Start of TEXT EXCERPT

Air strikes, shelling and demolitions have razed entire city districts, including much civilian infrastructure.
"In total, a staggering 69,147 structures, equivalent to approximately 30 per cent of the Gaza Strip's total structures, are affected," the United Nations Satellite Centre, UNOSAT, said.
It said 22,131 structures in the enclave have been identified as destroyed, with an additional 14,066 deemed severely damaged and 32,950 having sustained moderate damage.
UNOSAT used satellite imagery from January 6-7, which it compared with six other sets of images including some dating from before the Israeli offensive.
UNOSAT said that the regions of Gaza City and Khan Younis had experienced the most significant increase in damage since the previous analysis.
The two areas showed 10,280 and 11,894 newly damaged structures respectively, compared with UNOSAT's previous analysis based on images from November 26.
UNOSAT's analysis also showed that an estimated 93,800 housing units have been damaged in the Gaza Strip.
About 1200 people were killed in the Hamas raid on Israel that triggered the offensive.
Israeli forces shelled the outskirts of the last refuge on the southern edge of the Gaza Strip on Friday, where the displaced population, penned against the border fence in their hundreds of thousands, feared a new assault with nowhere left to flee.
More than half of Gaza's 2.3 million residents are homeless and crammed into Rafah.
Tens of thousands more have arrived in recent days, carrying belongings in their arms and pulling children on carts, since Israeli forces last week launched one of the biggest assaults of the war to capture adjacent Khan Younis, the main southern city.
If the Israeli tanks keep coming, "we will be left with two choices: stay and die or climb the walls into Egypt," said Emad, 55, a businessman and father of six, reached on a mobile phone chat app.

End of TEXT EXCERPT
Start of SUPPLIED ENTRIES

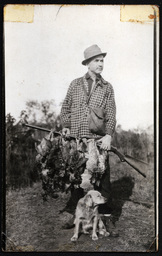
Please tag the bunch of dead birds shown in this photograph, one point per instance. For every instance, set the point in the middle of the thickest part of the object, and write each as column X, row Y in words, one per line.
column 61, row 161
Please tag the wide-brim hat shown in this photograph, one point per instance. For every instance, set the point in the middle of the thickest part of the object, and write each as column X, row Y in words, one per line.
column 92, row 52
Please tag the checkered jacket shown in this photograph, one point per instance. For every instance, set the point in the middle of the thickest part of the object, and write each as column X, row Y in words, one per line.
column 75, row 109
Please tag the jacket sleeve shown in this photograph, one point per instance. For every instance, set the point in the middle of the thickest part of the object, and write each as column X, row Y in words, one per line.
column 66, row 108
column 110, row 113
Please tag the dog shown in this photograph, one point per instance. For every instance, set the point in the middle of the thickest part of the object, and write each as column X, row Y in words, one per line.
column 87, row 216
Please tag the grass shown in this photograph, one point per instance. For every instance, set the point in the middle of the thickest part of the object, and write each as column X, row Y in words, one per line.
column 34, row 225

End of SUPPLIED ENTRIES
Start of SUPPLIED ENTRIES

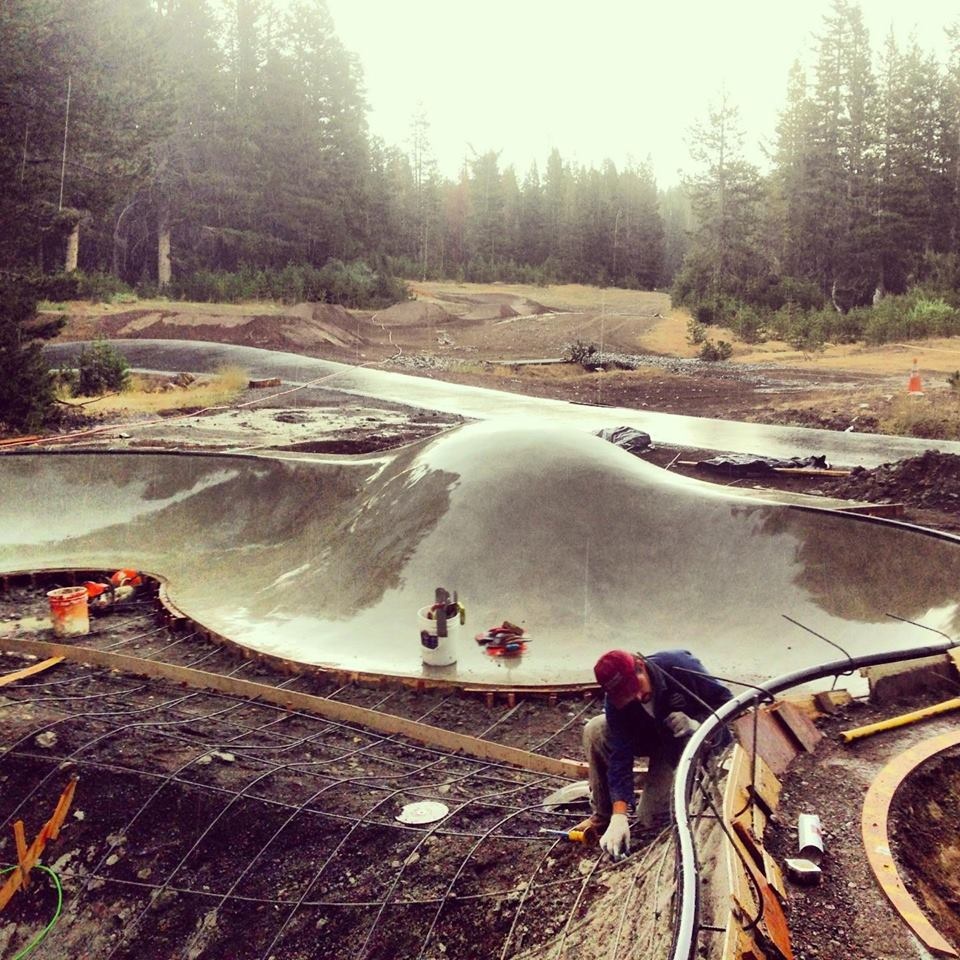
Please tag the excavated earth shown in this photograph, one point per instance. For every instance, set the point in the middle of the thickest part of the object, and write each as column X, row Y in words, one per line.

End of SUPPLIED ENTRIES
Start of SUPPLIED ENTRIES

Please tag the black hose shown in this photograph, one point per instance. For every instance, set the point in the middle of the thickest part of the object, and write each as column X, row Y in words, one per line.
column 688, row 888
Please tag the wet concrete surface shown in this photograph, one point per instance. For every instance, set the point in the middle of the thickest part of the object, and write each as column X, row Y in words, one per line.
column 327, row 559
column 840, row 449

End of SUPPLIED ENTRIES

__THINGS TO DO__:
(1) For the Gaza damage text, decide whether each statement agrees with it, and answer yes or no with the deciding words quoted exactly: (a) UNOSAT based its analysis on satellite imagery from January 6-7. (b) About 30 percent of the Gaza Strip's structures are affected. (c) Gaza City showed more newly damaged structures than Khan Younis.
(2) Transcribe everything in the Gaza damage text from "UNOSAT used satellite" down to "left to flee.".

__RESPONSES BY ITEM NUMBER__:
(1)
(a) Yes: "UNOSAT used satellite imagery from January 6-7"
(b) Yes: "equivalent to approximately 30 per cent of the Gaza Strip's total structures, are affected"
(c) No: "The two areas showed 10,280 and 11,894 newly damaged structures respectively"

(2)
UNOSAT used satellite imagery from January 6-7, which it compared with six other sets of images including some dating from before the Israeli offensive.
UNOSAT said that the regions of Gaza City and Khan Younis had experienced the most significant increase in damage since the previous analysis.
The two areas showed 10,280 and 11,894 newly damaged structures respectively, compared with UNOSAT's previous analysis based on images from November 26.
UNOSAT's analysis also showed that an estimated 93,800 housing units have been damaged in the Gaza Strip.
About 1200 people were killed in the Hamas raid on Israel that triggered the offensive.
Israeli forces shelled the outskirts of the last refuge on the southern edge of the Gaza Strip on Friday, where the displaced population, penned against the border fence in their hundreds of thousands, feared a new assault with nowhere left to flee.